§ **Job 1**
Copy the rows below line for line, without changing anything, but leave out the pictures.

§ **Selected excerpt**
Position of the Defendant/Moving party
[23] The Martins agree that they never had any conversations with Ms. Nylander about the home but they admit that Mr. Martin signed the SPIS. They argue that Ms. Nylander had an opportunity to have the home inspected by a professional home inspector. She chose not to but relied on her own inspection of the home in making her decision to submit an offer to purchase. She should therefore bear the responsibility for any losses resulting from her failure to have the house inspected properly.
[24] The Martins submit that the north basement wall had a noticeable bow in the wall when they purchased the home. This bow was not repaired by them. They argue that this was something clearly observable to the purchaser at the time she inspected the home. Ms. Nylander should therefore also bear the responsibility for any costs associated with having the wall repaired or replaced.
[25] They also submit that the water problems experienced by Ms. Nylander in December, 2008 were caused by a combination of the factors set out in Mr. Beltramin’s report, including heavy precipitation during that month and the failure of the plaintiff to remove the accumulated snow on the walkway adjacent to the north wall.

§ **Job 2**
Rewrite the paragraph of the excerpt above that begins "The Martins submit that the north basement wall" in a shorter form, keeping its main facts.

§ **Exercise material**

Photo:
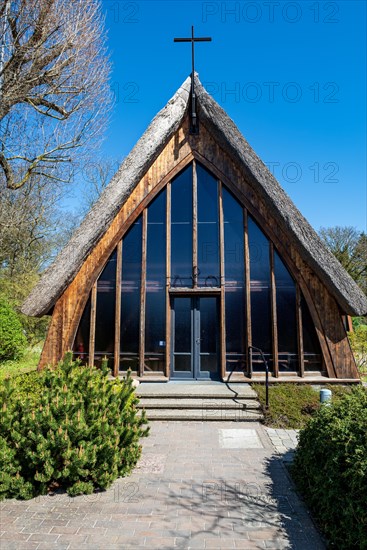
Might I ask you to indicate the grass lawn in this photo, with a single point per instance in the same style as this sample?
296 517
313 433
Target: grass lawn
292 405
28 363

§ **Task result 1**
Photo:
Might I ask you to indicate the grass lawn in this photo, with a single point per instance in the same style as this sample?
296 517
313 433
Target: grass lawn
292 405
28 363

§ **Task result 2**
The Martins say the north basement wall already had a noticeable bow when they bought the home, and they never repaired it. Because Ms. Nylander could clearly see the bow when she inspected the home, they argue she should bear any costs of repairing or replacing the wall.